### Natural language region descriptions
-.-.-

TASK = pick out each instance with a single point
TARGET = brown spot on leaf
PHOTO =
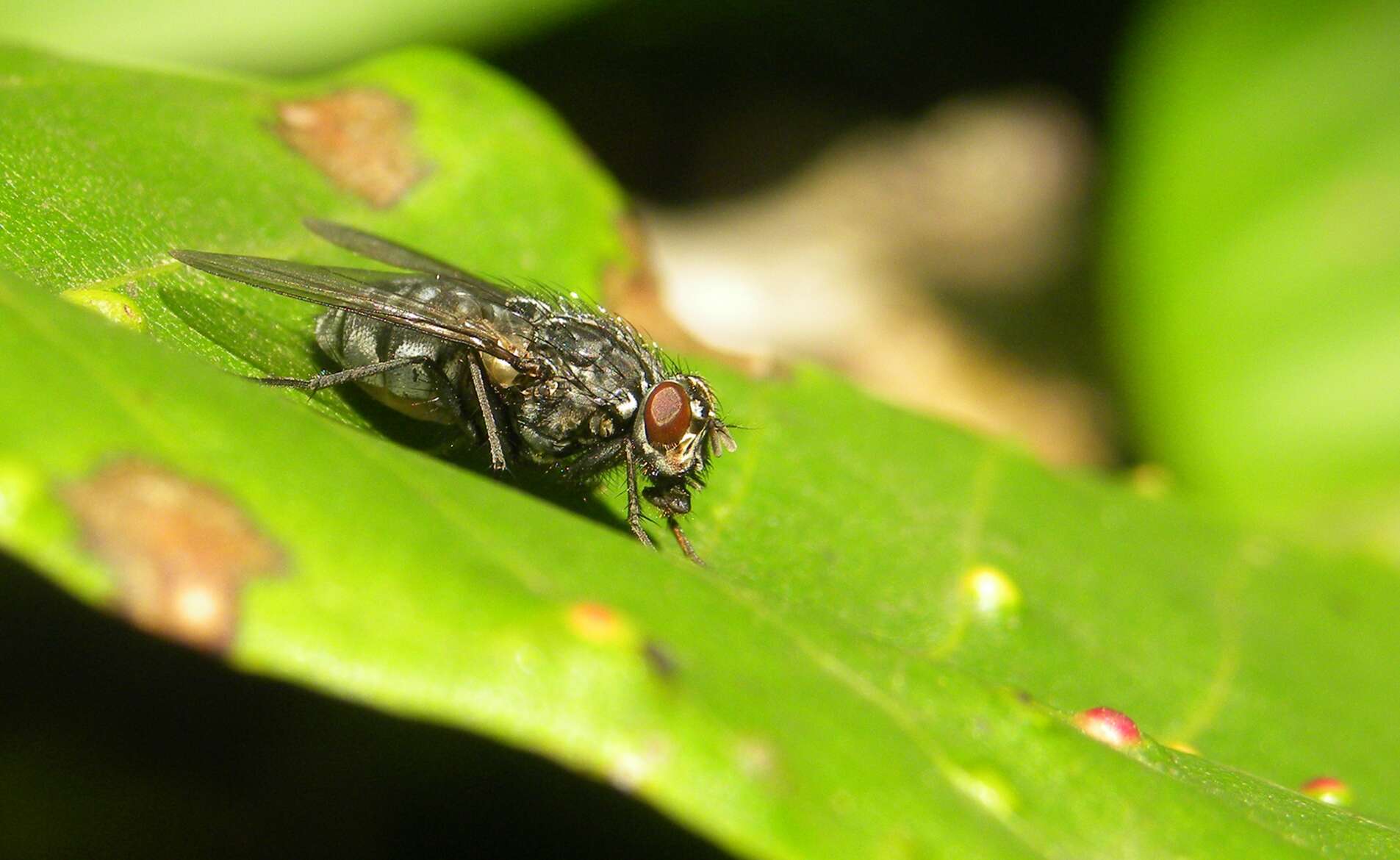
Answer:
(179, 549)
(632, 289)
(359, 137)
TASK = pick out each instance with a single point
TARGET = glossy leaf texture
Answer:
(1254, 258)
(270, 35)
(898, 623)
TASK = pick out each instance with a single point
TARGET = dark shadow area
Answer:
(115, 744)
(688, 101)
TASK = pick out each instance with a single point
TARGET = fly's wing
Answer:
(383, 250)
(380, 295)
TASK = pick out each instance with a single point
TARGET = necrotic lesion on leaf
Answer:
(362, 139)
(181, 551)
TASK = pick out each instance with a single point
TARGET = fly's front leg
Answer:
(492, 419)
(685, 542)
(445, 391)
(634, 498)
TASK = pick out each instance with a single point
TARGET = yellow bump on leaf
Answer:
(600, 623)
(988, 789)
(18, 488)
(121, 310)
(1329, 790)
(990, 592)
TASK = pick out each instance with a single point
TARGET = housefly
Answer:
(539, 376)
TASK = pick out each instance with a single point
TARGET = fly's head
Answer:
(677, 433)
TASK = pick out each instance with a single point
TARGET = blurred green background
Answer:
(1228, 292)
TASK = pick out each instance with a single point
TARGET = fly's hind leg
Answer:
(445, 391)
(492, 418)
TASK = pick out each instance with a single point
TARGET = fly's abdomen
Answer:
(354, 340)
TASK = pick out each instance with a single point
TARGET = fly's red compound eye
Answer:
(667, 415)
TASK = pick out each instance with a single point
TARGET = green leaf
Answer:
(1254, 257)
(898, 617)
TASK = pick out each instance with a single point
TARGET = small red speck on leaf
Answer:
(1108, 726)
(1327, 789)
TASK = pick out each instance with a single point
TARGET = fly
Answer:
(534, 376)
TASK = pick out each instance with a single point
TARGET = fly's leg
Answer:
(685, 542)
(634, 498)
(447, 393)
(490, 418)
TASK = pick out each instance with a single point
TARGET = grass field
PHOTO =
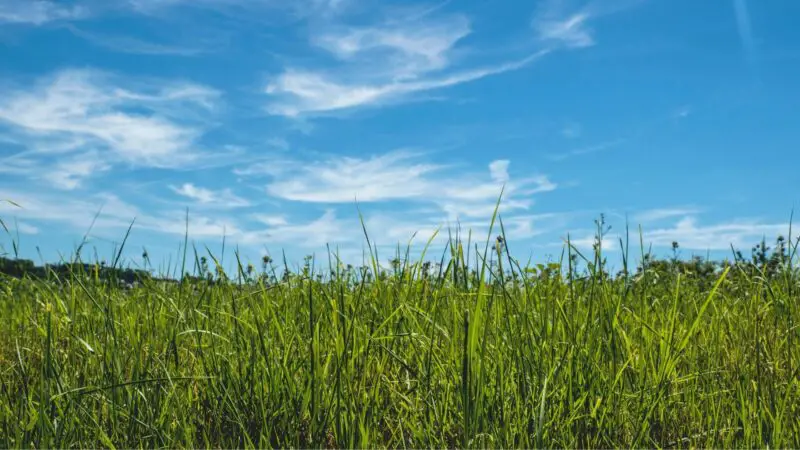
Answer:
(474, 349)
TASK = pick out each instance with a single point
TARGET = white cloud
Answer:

-.-.-

Every entry should be repeated verbatim, with the pictures left out.

### Task result
TASK = pick out each instance with a single point
TARGET = brown spot on leaf
PHOTO =
Answer:
(179, 549)
(632, 289)
(359, 137)
TASK = pick out each instance with a single point
TARGET = glossy leaf texture
Answer:
(1254, 258)
(270, 35)
(898, 623)
TASK = pick out each instance with a single point
TARGET = dark shadow area
Answer:
(115, 744)
(688, 101)
TASK = pick out each instance with a single point
TARGET = fly's wing
Answer:
(383, 250)
(380, 295)
TASK = pick out each instance with a single point
TARGET = necrotic lesion on leaf
Answer:
(362, 139)
(181, 551)
TASK = pick out each instance with a single point
TARGET = fly's front leg
Answer:
(492, 419)
(685, 542)
(445, 391)
(634, 498)
TASK = pick out each instance with a single point
TARGET = yellow bump on leaf
Answer:
(600, 623)
(988, 789)
(18, 488)
(121, 310)
(1329, 790)
(990, 592)
TASK = pick out each instance with a single point
TARGET = housefly
Answer:
(539, 376)
TASK = pick out each instance with a single point
TARGET = fly's head
Answer:
(677, 433)
TASK = pick out each instance with a single point
TARGET = blurred green background
Answer:
(1228, 292)
TASK = pick out each instance with a single point
TARGET = fly's hind leg
Answer:
(445, 391)
(492, 418)
TASK = pick out each instance with a single point
TARGET = fly's abdomen
Answer:
(354, 340)
TASK = pick out each instance with a single point
TARGET = fly's red compound eye
Answer:
(667, 415)
TASK = pick out each instance with a single point
TARGET = green leaf
Answer:
(1254, 257)
(898, 617)
TASK = pick out each instance with a single point
TARGET = small red speck on leaf
Answer:
(1108, 726)
(1327, 789)
TASK = pick out each instance with a single point
TARGET = fly
Answer:
(534, 376)
TASK = pick out each instance with a single point
TARGET = fly's leg
Answer:
(685, 542)
(634, 498)
(447, 393)
(490, 418)
TASK = pick out each instance with a single point
TARGET = grass field
PHOTO =
Answer:
(474, 349)
TASK = pick out each instance with a single point
TARGET = white cloud
Answer:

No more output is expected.